### Directions
- a) In the article on the decline of wine writing, where did much of the money musicians made traditionally come from?
- b) Reproduce a passage of the article on the decline of wine writing word for word, beginning at the words "These technology-driven changes" and stopping after "know the answer.".
- c) Carry the article on the decline of wine writing forward from its final sentence.

In a recent blog post, The Wine Bible author Karen MacNeil asked whether we are witnessing the end of wine writing. “Wine writing as a profession, a craft, even sometimes an art, is disappearing,” MacNeil writes. “And it’s not clear what, if anything, will replace it.”

MacNeil lists a number of factors contributing to wine writing’s demise. They include the popularity of alternatives to wine, the percentage of adults cutting back or abstaining from alcohol, the decline in outlets where wine writers can get paid, and other factors.

Most of the things MacNeil lists are unequivocally true. Are we in fact witnessing the end of wine writing?

Let me first say that many factors affecting wine writing have nothing to do with wine. The number of outlets available to writers – all writers – is diminishing. Newspapers are near the end of a mass extinction event. Magazines are close behind. Few will survive.

No one will be surprised why. Over the course of 25 or so years, eyeballs have steadily moved on-line. Advertisers have followed suit, drying up print dollars.

Shouldn’t on-line sites provide more opportunities for writers? Opportunities, perhaps. Paying ones, no.

Compensation has been going down for years. There are fewer places to write for and existing outlets are paying less.

These technology-driven changes are by no means writer-specific. Traditionally, much of the money musicians made came from album sales. Bands toured to promote albums and thus sales. Streaming services eliminated that revenue. Money is now in touring, a complete flip.

Some issues are, however, specific to wine. The industry sailed into a well-forecasted storm of a smaller demographic that is also less interested in wine. The industry blinked and failed to adjust.

Additionally, the model for on-line revenue is based in large part on the number of eyeballs. Wine is very niche, which means that number is always small. Worse, it’s getting smaller. As MacNeil notes, there are also people willing to write about wine for nothing, which no industry can sustain.

What comes next? We already know the answer.

For people interested in making a living writing about wine or writing in general, the lifeboat is personal, or perhaps group, subscription-based sites. Many writers have already moved to Substack or to personal sites, as I have.

### Records supplied
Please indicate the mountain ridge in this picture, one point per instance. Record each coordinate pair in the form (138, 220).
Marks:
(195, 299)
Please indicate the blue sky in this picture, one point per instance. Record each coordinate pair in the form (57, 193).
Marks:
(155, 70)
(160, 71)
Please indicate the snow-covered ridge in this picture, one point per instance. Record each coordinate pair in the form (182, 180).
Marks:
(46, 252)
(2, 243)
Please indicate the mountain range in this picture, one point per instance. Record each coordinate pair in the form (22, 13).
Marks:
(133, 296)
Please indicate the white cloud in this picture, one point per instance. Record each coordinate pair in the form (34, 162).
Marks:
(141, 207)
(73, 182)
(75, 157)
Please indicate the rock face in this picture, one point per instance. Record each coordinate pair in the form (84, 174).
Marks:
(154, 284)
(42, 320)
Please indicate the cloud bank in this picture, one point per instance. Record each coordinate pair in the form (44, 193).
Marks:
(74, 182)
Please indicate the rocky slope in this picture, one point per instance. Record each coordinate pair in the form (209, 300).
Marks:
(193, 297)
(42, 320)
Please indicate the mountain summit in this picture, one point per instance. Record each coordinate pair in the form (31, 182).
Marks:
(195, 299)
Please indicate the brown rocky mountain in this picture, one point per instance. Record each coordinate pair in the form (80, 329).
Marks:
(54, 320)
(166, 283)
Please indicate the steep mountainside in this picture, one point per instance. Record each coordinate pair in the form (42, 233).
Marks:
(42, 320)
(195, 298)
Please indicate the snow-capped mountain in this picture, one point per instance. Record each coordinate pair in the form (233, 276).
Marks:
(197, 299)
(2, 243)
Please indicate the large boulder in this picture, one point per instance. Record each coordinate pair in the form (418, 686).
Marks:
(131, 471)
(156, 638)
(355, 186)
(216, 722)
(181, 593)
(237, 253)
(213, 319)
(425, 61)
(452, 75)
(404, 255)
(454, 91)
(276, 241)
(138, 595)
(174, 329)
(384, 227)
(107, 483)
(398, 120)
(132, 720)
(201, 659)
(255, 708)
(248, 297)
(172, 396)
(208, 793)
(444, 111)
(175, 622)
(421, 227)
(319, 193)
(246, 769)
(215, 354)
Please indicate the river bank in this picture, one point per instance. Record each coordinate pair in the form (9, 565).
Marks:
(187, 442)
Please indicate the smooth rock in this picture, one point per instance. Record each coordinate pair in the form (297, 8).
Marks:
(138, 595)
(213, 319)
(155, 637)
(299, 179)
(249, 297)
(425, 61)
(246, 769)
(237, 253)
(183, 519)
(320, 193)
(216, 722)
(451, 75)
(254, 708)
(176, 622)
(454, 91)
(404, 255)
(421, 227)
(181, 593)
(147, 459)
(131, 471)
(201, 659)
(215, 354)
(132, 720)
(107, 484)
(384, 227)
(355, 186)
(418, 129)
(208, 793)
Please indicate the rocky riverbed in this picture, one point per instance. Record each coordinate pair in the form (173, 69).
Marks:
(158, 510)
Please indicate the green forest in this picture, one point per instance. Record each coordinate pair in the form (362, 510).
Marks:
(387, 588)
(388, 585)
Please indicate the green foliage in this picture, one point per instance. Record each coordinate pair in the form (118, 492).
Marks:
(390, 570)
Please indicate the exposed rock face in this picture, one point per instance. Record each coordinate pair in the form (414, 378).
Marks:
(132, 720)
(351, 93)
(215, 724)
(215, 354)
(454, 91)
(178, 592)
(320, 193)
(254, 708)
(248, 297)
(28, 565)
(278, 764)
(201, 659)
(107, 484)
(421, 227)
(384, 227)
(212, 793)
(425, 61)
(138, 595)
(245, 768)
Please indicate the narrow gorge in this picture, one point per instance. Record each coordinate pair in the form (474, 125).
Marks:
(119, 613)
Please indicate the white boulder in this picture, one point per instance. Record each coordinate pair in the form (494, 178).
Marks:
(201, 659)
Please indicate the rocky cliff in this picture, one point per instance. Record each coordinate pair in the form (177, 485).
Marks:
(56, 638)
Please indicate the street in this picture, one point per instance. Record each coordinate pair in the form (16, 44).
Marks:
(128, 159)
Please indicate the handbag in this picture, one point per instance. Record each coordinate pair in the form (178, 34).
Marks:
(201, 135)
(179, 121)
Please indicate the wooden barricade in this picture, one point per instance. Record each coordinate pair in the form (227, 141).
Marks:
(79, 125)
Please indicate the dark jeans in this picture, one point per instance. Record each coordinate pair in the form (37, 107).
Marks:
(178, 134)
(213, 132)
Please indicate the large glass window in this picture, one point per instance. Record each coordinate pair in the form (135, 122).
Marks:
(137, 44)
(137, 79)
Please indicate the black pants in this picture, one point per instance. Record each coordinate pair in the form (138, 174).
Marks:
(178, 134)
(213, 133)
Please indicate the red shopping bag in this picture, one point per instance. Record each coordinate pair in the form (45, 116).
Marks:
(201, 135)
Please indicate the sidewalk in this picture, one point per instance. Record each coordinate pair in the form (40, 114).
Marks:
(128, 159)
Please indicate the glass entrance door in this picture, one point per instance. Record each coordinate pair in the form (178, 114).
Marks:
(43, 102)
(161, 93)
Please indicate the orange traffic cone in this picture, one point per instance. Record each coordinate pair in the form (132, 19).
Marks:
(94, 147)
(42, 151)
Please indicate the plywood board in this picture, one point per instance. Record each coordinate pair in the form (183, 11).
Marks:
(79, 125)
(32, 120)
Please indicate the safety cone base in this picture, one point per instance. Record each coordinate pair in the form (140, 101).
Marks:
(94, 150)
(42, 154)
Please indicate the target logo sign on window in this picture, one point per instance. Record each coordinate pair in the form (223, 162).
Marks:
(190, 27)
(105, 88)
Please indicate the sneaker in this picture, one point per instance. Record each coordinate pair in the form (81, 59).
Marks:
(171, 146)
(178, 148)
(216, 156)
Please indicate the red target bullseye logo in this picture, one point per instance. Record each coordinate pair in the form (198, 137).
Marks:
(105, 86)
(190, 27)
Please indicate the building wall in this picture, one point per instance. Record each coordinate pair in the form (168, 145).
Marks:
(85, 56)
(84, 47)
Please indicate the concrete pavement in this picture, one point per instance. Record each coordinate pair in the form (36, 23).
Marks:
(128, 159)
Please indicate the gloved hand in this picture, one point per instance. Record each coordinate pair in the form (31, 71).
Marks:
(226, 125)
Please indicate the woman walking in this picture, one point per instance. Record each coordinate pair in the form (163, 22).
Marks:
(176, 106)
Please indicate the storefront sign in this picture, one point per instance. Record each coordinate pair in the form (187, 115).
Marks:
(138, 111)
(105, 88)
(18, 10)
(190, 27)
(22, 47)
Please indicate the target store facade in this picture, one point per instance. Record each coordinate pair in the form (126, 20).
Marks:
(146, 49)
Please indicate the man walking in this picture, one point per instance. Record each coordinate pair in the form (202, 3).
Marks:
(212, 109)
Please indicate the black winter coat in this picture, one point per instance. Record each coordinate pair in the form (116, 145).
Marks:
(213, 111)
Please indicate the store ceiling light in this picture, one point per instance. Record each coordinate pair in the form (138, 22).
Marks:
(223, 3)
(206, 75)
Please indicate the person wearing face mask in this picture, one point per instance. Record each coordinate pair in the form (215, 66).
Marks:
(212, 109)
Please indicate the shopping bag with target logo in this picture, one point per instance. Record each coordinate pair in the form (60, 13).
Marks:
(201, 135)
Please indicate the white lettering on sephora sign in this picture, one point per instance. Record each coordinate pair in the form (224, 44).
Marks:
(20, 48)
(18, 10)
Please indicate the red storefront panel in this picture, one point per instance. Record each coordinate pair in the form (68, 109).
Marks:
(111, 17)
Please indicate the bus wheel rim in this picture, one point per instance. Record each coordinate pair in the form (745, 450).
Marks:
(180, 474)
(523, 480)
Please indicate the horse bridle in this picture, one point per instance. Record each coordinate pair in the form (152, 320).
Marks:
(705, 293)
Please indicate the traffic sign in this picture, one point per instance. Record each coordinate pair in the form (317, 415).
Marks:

### Responses for each task
- a) Album sales.

- b)
These technology-driven changes are by no means writer-specific. Traditionally, much of the money musicians made came from album sales. Bands toured to promote albums and thus sales. Streaming services eliminated that revenue. Money is now in touring, a complete flip.

Some issues are, however, specific to wine. The industry sailed into a well-forecasted storm of a smaller demographic that is also less interested in wine. The industry blinked and failed to adjust.

Additionally, the model for on-line revenue is based in large part on the number of eyeballs. Wine is very niche, which means that number is always small. Worse, it’s getting smaller. As MacNeil notes, there are also people willing to write about wine for nothing, which no industry can sustain.

What comes next? We already know the answer.

- c)
Why? The outlets these people wrote for have either gone under, laid them off, or pay too little. This trend will accelerate as more media companies founder and more writers become frustrated with the lack of proper compensation.

Monetizing one’s own site is not easy. It’s also far from lucrative unless the topic is sufficiently broad. Writing for oneself does, however, offer the opportunity to substantially exceed freelance dollars. More importantly, freelance money is going away.

Will Substack and self-branded sites allow wine writing to survive in the long or even medium-term? Not necessarily.

First, it’s labor intensive to start and sustain a brand. Second, there is a risk of subscription saturation. Third, the model is far from recession-proof.

There are, however, few if any other viable alternatives. One is to draw a lesson from the music world: Establish an audience with writing and use that audience to generate revenue by other means.

That is not an easy path either. It’s also similar to people who write about wine as a side gig. For those who want to write full-time and make a living doing it, that feels like defeat.

The cold reality for broader media is that things are going to get considerably worse before they might get better. As a result, wine writing in particular will likely be greatly diminished from what it was before. In that regard, I share MacNeil’s sadness.

I do, however, believe that – whatever happens next – wine writing will continue on for one simple reason. Many of us write about wine in part because we are passionate about the subject. Many of us also write about wine because we have to.

Wine writing might be shrinking. Wine’s soulful properties that compel people to write about it remain unchanged.

Postscript: For people who have already subscribed to this site, I offer my sincerest thanks. You are the reason I am able to continue writing and that this site exists. I ask for your continued support. To those who have not yet subscribed, now is the time. Please subscribe so that this site may continue.

This article has been updated.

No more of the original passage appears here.